Copy out the data exactly, leaving the pictures behind.

######

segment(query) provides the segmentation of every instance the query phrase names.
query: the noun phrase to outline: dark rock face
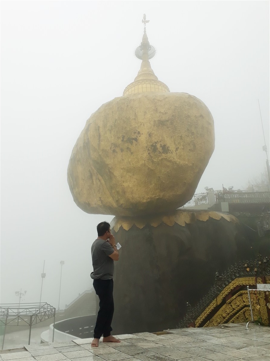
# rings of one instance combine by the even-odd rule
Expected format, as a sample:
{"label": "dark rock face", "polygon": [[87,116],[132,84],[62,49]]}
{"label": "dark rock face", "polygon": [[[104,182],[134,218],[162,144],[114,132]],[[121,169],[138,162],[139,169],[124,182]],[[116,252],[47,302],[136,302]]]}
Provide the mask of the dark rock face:
{"label": "dark rock face", "polygon": [[114,334],[175,328],[186,302],[199,300],[217,271],[254,256],[241,226],[224,218],[112,232],[122,246],[115,264]]}

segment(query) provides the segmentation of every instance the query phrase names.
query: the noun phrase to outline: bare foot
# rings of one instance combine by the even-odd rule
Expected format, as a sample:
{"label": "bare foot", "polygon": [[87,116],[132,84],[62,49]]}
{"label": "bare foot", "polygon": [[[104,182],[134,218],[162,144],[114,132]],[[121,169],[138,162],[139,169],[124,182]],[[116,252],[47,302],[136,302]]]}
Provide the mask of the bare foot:
{"label": "bare foot", "polygon": [[92,347],[98,347],[99,342],[99,339],[94,339],[92,342],[91,346]]}
{"label": "bare foot", "polygon": [[103,342],[120,342],[120,340],[116,339],[113,336],[107,336],[107,337],[103,337]]}

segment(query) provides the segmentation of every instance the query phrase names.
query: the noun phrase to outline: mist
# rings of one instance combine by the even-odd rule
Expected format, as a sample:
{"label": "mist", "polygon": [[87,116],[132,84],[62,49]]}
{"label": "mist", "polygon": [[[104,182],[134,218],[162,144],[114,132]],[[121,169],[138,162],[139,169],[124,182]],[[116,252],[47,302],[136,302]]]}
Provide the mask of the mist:
{"label": "mist", "polygon": [[215,149],[198,185],[243,189],[265,170],[269,142],[269,3],[1,1],[1,302],[60,308],[91,287],[99,222],[73,202],[70,155],[87,119],[122,96],[140,62],[141,20],[150,61],[171,92],[201,99]]}

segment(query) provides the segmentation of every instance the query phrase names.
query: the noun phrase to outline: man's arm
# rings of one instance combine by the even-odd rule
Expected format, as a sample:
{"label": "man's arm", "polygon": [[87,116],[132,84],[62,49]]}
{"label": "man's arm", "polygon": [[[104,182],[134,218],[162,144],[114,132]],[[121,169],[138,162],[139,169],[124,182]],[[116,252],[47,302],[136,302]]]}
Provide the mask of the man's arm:
{"label": "man's arm", "polygon": [[118,261],[119,259],[119,253],[116,248],[116,245],[115,244],[115,238],[114,236],[111,234],[110,236],[109,243],[114,250],[114,252],[113,253],[112,253],[111,255],[110,255],[109,257],[111,257],[112,259],[114,261]]}

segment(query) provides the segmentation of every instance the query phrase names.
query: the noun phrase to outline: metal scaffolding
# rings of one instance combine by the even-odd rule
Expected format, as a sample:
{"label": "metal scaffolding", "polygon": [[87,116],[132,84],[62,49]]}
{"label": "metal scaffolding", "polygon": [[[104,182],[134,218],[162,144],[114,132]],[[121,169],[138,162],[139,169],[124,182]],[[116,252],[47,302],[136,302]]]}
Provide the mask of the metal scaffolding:
{"label": "metal scaffolding", "polygon": [[[30,344],[31,330],[33,325],[39,323],[48,318],[54,318],[53,342],[54,336],[55,308],[46,303],[12,303],[0,304],[0,325],[5,326],[1,349],[3,349],[6,327],[7,325],[30,326],[28,344]],[[17,322],[16,322],[17,321]]]}

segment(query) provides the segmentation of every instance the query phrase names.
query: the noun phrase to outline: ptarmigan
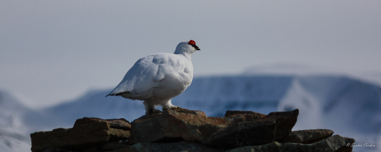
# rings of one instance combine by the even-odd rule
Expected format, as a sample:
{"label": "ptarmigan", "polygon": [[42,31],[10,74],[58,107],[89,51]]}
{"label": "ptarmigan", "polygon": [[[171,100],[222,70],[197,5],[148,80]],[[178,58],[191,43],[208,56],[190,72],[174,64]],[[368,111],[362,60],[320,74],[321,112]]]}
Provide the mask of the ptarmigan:
{"label": "ptarmigan", "polygon": [[162,110],[180,108],[171,99],[190,85],[193,79],[193,52],[200,50],[193,40],[180,43],[173,54],[157,53],[140,58],[123,80],[106,96],[144,101],[146,113],[157,112],[155,105]]}

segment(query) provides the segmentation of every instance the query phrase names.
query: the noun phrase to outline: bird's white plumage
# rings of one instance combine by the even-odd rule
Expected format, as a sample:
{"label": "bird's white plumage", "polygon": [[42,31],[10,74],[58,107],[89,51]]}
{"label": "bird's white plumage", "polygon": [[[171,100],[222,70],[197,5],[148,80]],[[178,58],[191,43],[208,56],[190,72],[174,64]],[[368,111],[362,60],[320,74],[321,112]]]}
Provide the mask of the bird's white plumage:
{"label": "bird's white plumage", "polygon": [[[189,42],[192,42],[190,41]],[[189,42],[177,45],[175,53],[157,53],[140,58],[129,70],[123,80],[108,95],[120,95],[133,100],[144,100],[146,113],[178,108],[171,99],[190,85],[193,65],[190,56],[199,48]]]}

######

→ The result:
segment(query) provides the segmentation of every instance the query phrase names.
query: the noun phrase to outline: dark rock face
# rings of one instance combine by the even-odd rule
Expected format, as a sample:
{"label": "dark rock face", "polygon": [[87,116],[132,84],[62,49]]}
{"label": "dark rock face", "polygon": [[[104,182],[134,218],[162,144],[114,132]],[[121,169],[138,162],[139,169],[124,182]],[[116,252],[47,302],[136,302]]]}
Provide the mask of the dark rock face:
{"label": "dark rock face", "polygon": [[114,334],[175,328],[186,302],[199,300],[217,271],[254,256],[241,226],[224,218],[112,232],[122,246],[115,264]]}

segment(query) provides the segmentation of every instance the query phrase names.
query: the noun phrase to outline: bare foot
# rings of one instance combine by the even-odd rule
Expected format, as a sample:
{"label": "bare foot", "polygon": [[87,116],[132,84],[62,49]]}
{"label": "bare foot", "polygon": [[[104,182],[134,218],[162,144],[114,132]],[[121,169],[138,162],[139,169],[124,182]],[[116,252],[47,302],[136,302]]]}
Provide the mask of the bare foot:
{"label": "bare foot", "polygon": [[92,347],[98,347],[99,342],[99,339],[94,339],[92,342],[91,346]]}
{"label": "bare foot", "polygon": [[103,342],[120,342],[120,340],[116,339],[113,336],[107,336],[107,337],[103,337]]}

segment(query) provides the segmentation of every instance the query phrase names.
query: the noun phrase to outline: mist
# rings of one instance combine by the even-odd rule
Expected format, as a sample:
{"label": "mist", "polygon": [[87,116],[132,84],[62,49]]}
{"label": "mist", "polygon": [[[104,182],[134,218],[162,144],[114,132]],[[121,169],[138,162],[139,169],[124,182]],[[116,252],[47,302],[136,302]]]}
Provide the mask of the mist:
{"label": "mist", "polygon": [[215,149],[198,185],[243,189],[265,170],[269,142],[269,3],[1,1],[1,302],[60,308],[91,287],[99,222],[73,202],[70,155],[87,119],[122,96],[140,62],[141,20],[150,61],[171,92],[201,99]]}

segment(query) provides the segmentation of every instance the query phrase names.
query: the noun phrase to outline: man's arm
# rings of one instance combine by the even-odd rule
Expected format, as a sample:
{"label": "man's arm", "polygon": [[87,116],[132,84],[62,49]]}
{"label": "man's arm", "polygon": [[[104,182],[134,218],[162,144],[114,132]],[[121,169],[138,162],[139,169],[124,182]],[[116,252],[47,302],[136,302]]]}
Provide the mask of the man's arm:
{"label": "man's arm", "polygon": [[118,261],[119,259],[119,253],[116,248],[116,245],[115,244],[115,238],[114,236],[111,234],[110,236],[109,243],[114,250],[114,252],[113,253],[112,253],[111,255],[110,255],[109,257],[111,257],[112,259],[114,261]]}

segment(query) provides the segmentation of every instance the query phrase names.
query: the noun phrase to outline: metal scaffolding
# rings of one instance combine by the even-odd rule
Expected format, as a sample:
{"label": "metal scaffolding", "polygon": [[87,116],[132,84],[62,49]]}
{"label": "metal scaffolding", "polygon": [[[104,182],[134,218],[162,144],[114,132]],[[121,169],[138,162],[139,169],[124,182]],[[116,252],[47,302],[136,302]]]}
Provide the mask of the metal scaffolding:
{"label": "metal scaffolding", "polygon": [[[30,344],[31,330],[33,325],[39,323],[48,318],[54,318],[53,342],[54,336],[55,308],[46,303],[12,303],[0,304],[0,325],[5,326],[1,349],[3,349],[6,327],[7,325],[30,326],[28,344]],[[17,322],[16,322],[17,321]]]}

segment(query) provides the segmentation of every instance the query phrase names.
query: the noun phrase to outline: ptarmigan
# rings of one instance combine by the even-odd rule
Expected format, as a sample:
{"label": "ptarmigan", "polygon": [[42,31],[10,74],[58,107],[89,51]]}
{"label": "ptarmigan", "polygon": [[[171,100],[222,70],[197,5],[148,80]],[[178,58],[191,43],[208,56],[190,72],[174,64]],[[368,111],[362,60],[320,74],[321,112]]]}
Provide the mask of the ptarmigan:
{"label": "ptarmigan", "polygon": [[162,110],[180,108],[171,99],[190,85],[193,79],[193,52],[200,50],[193,40],[180,43],[173,54],[157,53],[140,58],[123,80],[106,96],[144,101],[146,113],[157,112],[155,105]]}

segment(query) provides the segmentation of every instance the query phrase names.
query: the noun phrase to outline: bird's white plumage
# rings of one instance combine by the even-odd rule
Expected format, as a sample:
{"label": "bird's white plumage", "polygon": [[42,31],[10,74],[58,107],[89,51]]}
{"label": "bird's white plumage", "polygon": [[[171,100],[222,70],[197,5],[148,80]],[[178,58],[191,43],[208,56],[190,72],[174,64]],[[368,111],[362,60],[320,74],[321,112]]]}
Provide the mask of the bird's white plumage:
{"label": "bird's white plumage", "polygon": [[[189,42],[192,42],[190,41]],[[189,42],[177,45],[175,53],[157,53],[140,58],[129,70],[123,80],[108,95],[120,95],[133,100],[144,100],[146,113],[178,108],[171,99],[190,85],[193,65],[190,56],[199,48]]]}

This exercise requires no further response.